### [TASK A]
Answer these questions about the Skyfall article:
(i) According to Mendes, how far toward a good movie are you if the prep choices are right?
(ii) Around which Bond film does Mendes say the series lost some of its thriller roots?
(iii) In which film did that change for Mendes?
### [TASK B]
Retype everything in the Skyfall article from "Ready for some" down to "you see Skyfall.".

### [DOCUMENT EXCERPT]
%%

Ready for some golden filmmaking advice? “I think that it’s fair to say that most of the movie is made in prep. The script, the casting, the choice of locations, your choice of crew and the designs of the set, I think that if you’ve got those on the whole right or you’re happy with those, then you’re 90% there towards making a good movie.” So says Skyfall director Sam Mendes and he certainly knows what he’s talking about – as you too might agree when you see Skyfall.
It’s one thing to continue a franchise, but it’s another to expound upon it. Mendes ticks off the obligatory 007 boxes – slick agent in a suit, hot rides, exhilarating action sequences, Bond girl eye candy, etc. – but he doesn’t stop there. Mendes doesn’t just take the James Bond series and tack on another installment. He breathes new life into the character – new life with the power to excite longtime fans and reel in Bond novices.
While promoting Skyfall at a New York City press conference, Mendes explained, “There was a point around ‘Moonraker’ where it lost some of its thriller roots and went into more of a kind of action adventure, almost travelogue, type feeling.” He added, “It was like, how can we get Bond from Rio to Venice and how can we get Bond from Venice to a cable car because these are the big sequences we have to make work.” However, for Mendes, that all changed in Casino Royale, the director noting that he saw, “a Bond as an actor who was capable of handling a much bigger personal journey.”

%%

### [SUPPLIED DATA]

%%

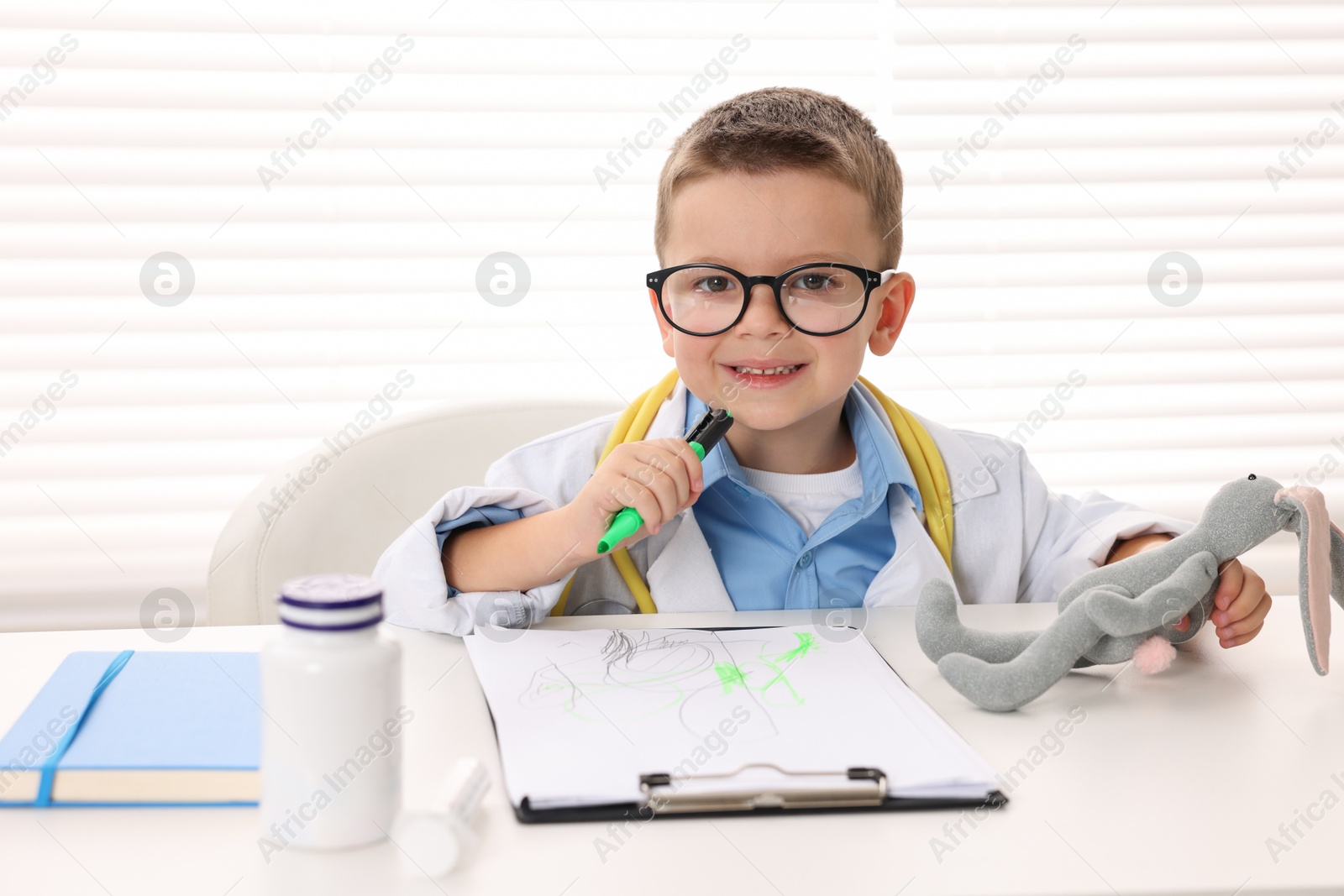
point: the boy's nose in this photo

%%
%%

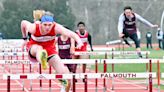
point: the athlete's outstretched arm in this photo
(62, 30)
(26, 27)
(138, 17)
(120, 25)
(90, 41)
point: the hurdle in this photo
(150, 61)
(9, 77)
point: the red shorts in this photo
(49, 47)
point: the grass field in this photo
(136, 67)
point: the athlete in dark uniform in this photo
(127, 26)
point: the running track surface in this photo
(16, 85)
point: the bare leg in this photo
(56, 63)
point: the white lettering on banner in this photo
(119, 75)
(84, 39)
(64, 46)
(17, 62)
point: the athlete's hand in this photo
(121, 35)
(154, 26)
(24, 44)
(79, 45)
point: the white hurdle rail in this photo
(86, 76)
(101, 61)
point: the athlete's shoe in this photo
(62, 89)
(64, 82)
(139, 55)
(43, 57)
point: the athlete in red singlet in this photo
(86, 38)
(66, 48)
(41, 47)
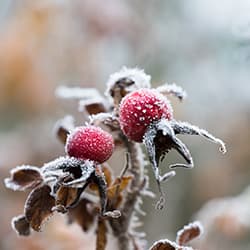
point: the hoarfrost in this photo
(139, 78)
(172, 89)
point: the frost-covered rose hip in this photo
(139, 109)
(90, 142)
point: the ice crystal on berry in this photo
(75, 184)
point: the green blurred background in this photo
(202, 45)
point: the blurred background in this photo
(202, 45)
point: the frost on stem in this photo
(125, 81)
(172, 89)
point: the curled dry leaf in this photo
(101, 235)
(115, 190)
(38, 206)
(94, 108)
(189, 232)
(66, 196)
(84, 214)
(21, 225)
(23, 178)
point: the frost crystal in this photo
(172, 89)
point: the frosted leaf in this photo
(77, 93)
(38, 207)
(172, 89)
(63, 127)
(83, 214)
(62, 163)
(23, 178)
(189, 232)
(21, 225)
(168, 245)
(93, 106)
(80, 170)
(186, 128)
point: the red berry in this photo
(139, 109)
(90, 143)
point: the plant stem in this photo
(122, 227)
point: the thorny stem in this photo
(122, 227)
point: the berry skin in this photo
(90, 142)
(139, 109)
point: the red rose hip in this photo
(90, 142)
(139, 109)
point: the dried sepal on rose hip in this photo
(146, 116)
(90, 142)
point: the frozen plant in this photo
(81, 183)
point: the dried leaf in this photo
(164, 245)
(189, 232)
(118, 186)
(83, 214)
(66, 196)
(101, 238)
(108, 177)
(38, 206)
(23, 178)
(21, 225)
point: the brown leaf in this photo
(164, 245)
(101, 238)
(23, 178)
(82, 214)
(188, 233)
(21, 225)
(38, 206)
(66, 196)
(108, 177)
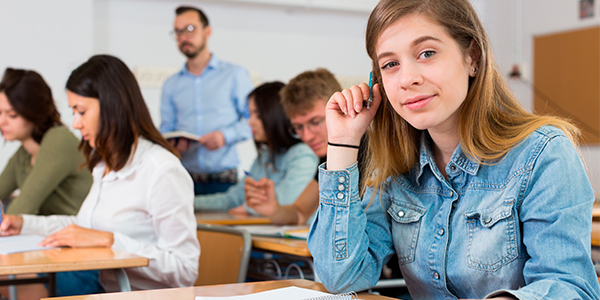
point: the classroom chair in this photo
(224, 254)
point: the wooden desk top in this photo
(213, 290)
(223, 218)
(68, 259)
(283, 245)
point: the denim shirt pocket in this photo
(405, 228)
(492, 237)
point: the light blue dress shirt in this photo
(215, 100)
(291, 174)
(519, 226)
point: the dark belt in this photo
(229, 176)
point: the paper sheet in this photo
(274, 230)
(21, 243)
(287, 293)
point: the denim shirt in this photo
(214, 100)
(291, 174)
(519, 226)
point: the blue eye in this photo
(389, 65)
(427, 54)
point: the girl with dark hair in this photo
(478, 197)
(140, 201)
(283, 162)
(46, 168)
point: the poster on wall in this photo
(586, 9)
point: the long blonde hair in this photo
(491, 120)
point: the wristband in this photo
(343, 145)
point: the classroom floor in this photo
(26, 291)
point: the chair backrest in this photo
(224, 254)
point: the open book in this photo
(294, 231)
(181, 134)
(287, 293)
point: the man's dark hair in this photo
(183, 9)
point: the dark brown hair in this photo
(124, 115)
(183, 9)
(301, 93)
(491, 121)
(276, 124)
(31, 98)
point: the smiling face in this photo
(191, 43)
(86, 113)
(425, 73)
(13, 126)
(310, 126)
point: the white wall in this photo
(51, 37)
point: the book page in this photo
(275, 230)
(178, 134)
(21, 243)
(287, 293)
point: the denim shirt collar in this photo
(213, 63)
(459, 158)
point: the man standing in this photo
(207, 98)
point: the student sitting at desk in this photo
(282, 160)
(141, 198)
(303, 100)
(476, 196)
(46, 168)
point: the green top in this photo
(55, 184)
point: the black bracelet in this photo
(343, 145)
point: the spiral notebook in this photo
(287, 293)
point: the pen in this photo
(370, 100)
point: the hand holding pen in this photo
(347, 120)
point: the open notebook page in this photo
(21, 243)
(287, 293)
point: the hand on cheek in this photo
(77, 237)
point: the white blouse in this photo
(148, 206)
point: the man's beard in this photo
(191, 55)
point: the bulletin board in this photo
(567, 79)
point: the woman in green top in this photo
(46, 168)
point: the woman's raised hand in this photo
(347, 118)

%%

### [WRITTEN REPLY A]
(i) 90%
(ii) Moonraker
(iii) Casino Royale

### [WRITTEN REPLY B]
Ready for some golden filmmaking advice? “I think that it’s fair to say that most of the movie is made in prep. The script, the casting, the choice of locations, your choice of crew and the designs of the set, I think that if you’ve got those on the whole right or you’re happy with those, then you’re 90% there towards making a good movie.” So says Skyfall director Sam Mendes and he certainly knows what he’s talking about – as you too might agree when you see Skyfall.